- **Assignment**: Starting at the line with "find white garage door" and going on through the line with "find white cloud", reproduce each line in the records below exactly and nothing more.

[Phrase grounding data]
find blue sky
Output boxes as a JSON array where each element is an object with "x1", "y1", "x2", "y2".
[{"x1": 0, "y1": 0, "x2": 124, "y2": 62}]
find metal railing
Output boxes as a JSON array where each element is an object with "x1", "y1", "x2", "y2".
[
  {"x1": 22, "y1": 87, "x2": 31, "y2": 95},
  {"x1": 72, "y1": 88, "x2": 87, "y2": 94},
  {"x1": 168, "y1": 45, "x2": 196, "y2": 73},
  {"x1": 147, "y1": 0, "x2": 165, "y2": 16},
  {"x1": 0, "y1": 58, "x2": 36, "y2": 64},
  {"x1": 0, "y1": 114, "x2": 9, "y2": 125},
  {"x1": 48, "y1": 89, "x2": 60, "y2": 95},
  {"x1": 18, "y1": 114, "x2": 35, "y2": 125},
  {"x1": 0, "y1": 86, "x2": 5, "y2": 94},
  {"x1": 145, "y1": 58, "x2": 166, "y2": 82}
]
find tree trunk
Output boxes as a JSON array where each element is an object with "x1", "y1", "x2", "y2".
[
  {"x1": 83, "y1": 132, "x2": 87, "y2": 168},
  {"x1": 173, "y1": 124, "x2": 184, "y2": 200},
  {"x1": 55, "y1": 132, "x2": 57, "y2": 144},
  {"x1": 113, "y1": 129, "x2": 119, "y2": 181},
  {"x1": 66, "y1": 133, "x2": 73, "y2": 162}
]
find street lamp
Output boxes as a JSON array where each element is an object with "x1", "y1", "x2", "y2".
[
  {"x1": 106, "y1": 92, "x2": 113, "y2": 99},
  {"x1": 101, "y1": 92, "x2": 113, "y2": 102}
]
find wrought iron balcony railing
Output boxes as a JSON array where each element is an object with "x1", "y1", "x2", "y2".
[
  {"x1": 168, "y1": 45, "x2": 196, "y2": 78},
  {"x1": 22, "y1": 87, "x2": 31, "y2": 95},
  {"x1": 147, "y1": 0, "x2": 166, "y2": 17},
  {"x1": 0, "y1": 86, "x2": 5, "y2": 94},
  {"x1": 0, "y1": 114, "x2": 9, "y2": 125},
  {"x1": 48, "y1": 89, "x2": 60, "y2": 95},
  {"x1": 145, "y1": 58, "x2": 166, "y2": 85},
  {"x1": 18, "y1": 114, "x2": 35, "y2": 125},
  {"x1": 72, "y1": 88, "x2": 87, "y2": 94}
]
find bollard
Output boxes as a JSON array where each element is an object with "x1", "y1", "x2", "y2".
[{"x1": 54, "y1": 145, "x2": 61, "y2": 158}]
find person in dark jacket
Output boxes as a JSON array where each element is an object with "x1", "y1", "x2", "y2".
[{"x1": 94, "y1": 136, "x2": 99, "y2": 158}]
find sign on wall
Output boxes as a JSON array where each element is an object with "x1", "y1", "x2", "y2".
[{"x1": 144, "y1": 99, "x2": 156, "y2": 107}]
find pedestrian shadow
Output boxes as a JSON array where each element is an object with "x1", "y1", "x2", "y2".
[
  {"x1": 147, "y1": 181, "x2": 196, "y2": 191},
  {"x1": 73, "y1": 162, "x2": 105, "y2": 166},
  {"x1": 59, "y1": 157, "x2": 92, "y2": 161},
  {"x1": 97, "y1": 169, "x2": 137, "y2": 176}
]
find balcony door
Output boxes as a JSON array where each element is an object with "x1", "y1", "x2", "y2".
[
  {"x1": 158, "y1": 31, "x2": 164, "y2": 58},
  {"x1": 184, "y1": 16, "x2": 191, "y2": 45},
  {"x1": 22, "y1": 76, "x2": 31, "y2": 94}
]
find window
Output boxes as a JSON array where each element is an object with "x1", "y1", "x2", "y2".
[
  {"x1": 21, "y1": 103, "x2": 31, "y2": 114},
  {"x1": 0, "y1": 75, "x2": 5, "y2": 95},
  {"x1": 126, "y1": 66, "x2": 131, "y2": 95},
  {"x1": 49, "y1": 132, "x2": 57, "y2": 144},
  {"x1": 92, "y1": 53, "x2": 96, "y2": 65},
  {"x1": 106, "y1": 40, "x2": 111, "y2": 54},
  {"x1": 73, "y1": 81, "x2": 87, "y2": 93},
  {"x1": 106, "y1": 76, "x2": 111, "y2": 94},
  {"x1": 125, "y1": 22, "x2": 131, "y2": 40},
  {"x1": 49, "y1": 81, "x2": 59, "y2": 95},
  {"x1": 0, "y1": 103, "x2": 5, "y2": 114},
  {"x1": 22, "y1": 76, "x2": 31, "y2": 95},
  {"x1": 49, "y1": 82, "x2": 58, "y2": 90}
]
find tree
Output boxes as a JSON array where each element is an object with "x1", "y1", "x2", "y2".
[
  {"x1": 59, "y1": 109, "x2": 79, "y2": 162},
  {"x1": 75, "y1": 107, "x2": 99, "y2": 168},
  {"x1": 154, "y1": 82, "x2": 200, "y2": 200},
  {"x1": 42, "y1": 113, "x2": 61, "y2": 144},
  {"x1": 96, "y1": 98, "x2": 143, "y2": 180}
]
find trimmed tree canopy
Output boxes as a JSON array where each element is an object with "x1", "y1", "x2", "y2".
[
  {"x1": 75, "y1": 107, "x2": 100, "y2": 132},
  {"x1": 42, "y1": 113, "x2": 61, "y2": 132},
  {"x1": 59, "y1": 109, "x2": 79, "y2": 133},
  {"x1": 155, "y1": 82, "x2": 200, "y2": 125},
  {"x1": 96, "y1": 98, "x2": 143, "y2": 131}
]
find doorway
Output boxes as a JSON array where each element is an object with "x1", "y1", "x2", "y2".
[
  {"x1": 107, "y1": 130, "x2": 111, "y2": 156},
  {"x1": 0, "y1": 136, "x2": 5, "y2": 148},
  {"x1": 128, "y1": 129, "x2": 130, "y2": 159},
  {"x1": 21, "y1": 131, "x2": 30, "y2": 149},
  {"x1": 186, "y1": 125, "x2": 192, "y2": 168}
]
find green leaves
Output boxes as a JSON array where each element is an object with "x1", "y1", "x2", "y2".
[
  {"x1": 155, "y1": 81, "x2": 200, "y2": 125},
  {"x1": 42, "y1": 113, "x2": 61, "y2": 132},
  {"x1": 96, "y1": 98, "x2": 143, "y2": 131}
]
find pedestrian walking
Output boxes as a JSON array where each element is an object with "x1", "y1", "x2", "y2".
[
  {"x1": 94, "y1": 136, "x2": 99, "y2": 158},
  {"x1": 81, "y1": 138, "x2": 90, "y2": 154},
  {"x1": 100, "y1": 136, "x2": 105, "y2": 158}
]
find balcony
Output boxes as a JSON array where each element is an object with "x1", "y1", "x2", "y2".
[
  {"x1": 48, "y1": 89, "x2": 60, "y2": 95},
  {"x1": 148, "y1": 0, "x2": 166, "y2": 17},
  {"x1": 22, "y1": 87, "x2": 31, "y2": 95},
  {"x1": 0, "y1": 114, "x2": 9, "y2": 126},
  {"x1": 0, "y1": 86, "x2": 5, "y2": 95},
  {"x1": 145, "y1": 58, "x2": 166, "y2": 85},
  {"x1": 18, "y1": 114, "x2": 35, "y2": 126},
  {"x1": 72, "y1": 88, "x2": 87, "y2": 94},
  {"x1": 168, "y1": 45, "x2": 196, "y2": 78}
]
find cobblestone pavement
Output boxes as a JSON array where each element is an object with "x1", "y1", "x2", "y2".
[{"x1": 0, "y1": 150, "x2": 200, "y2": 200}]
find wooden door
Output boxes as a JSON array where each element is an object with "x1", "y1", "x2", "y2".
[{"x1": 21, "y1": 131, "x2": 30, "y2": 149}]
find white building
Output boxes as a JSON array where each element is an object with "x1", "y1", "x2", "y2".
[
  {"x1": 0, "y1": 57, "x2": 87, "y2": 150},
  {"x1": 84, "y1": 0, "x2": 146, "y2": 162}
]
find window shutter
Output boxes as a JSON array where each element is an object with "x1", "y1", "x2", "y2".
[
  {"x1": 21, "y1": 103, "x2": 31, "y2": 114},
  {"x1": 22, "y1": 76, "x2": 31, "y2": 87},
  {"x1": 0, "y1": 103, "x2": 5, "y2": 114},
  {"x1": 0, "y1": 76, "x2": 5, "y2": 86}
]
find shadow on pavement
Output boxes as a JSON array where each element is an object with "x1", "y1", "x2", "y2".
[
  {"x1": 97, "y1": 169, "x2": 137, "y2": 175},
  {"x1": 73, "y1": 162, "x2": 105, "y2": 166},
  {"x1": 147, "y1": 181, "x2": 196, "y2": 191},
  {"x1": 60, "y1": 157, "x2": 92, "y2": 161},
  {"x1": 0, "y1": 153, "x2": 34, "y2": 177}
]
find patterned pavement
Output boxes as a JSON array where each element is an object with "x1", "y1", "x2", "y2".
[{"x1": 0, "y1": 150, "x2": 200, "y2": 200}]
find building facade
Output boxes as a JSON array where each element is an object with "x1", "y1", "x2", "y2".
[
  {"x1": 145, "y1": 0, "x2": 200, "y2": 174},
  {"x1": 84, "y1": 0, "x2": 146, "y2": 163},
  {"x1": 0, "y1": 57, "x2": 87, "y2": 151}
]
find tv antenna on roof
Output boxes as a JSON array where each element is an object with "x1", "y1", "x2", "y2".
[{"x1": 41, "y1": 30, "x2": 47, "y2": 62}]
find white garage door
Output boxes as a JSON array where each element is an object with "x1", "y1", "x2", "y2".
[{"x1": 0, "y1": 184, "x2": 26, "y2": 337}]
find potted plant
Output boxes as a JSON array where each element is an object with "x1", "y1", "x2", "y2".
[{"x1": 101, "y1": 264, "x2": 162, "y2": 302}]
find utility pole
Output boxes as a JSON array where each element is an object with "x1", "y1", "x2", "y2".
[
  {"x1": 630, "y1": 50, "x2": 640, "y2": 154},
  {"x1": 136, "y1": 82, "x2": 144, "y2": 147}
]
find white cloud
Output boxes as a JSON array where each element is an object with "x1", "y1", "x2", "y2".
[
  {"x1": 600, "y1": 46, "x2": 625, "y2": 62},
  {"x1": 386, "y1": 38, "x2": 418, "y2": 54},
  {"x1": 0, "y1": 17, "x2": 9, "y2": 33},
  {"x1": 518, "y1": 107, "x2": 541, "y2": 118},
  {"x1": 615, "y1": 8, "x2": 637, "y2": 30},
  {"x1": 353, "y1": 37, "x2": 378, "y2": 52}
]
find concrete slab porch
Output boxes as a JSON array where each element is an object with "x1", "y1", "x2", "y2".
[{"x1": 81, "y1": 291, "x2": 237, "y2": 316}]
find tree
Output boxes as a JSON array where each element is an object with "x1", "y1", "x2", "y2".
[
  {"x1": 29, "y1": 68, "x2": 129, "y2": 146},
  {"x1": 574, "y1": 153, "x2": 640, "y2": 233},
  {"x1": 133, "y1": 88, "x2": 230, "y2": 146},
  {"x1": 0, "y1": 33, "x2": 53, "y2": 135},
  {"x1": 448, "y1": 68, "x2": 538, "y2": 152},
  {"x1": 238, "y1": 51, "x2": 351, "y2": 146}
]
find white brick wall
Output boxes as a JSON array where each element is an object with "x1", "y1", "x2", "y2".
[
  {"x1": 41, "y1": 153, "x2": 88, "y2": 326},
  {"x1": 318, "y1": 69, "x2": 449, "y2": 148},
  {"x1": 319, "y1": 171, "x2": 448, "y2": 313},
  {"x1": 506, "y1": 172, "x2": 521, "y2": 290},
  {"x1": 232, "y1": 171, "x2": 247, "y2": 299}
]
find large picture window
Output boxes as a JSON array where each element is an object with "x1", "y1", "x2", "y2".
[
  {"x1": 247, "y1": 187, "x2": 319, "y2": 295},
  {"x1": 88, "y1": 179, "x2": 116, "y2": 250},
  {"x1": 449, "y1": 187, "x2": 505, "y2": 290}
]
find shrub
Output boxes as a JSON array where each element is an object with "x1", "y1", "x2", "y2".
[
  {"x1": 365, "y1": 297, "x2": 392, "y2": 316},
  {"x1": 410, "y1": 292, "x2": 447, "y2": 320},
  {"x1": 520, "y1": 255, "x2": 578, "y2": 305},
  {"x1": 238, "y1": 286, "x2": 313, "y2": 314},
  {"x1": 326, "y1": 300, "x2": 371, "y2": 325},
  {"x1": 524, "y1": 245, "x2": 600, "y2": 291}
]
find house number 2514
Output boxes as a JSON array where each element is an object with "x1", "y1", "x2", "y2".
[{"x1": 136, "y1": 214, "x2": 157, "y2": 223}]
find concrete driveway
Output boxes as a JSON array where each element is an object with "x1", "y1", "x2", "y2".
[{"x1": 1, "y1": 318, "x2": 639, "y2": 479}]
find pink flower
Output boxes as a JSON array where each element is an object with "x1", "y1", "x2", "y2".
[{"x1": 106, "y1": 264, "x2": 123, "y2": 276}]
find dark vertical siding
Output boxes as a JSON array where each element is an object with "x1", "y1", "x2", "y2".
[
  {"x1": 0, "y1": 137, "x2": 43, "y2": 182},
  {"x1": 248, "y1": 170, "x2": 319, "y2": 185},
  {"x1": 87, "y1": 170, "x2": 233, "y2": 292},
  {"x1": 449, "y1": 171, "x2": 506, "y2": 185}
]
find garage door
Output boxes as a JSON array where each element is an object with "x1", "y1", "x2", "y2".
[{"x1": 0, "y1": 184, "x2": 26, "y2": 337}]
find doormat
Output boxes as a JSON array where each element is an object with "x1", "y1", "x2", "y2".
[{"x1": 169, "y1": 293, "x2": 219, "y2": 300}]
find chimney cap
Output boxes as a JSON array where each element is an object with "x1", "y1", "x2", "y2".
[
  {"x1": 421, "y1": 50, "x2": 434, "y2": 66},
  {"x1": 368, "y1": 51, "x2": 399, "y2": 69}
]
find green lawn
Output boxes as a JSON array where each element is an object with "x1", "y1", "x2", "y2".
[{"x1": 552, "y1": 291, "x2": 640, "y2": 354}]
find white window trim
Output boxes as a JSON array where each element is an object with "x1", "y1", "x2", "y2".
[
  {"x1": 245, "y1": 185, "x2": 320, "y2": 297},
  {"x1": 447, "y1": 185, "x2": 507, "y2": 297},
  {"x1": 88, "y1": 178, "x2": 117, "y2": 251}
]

- **Problem solution**:
find white garage door
Output boxes as a JSON array where each element is an object with "x1", "y1", "x2", "y2".
[{"x1": 0, "y1": 184, "x2": 26, "y2": 337}]
find potted plant
Output boxes as a JSON array where each element is an object with "x1", "y1", "x2", "y2".
[{"x1": 101, "y1": 264, "x2": 162, "y2": 302}]
find utility pole
Output boxes as a JSON array where each element is an object with "x1", "y1", "x2", "y2".
[
  {"x1": 630, "y1": 50, "x2": 640, "y2": 154},
  {"x1": 136, "y1": 82, "x2": 144, "y2": 147}
]
find white cloud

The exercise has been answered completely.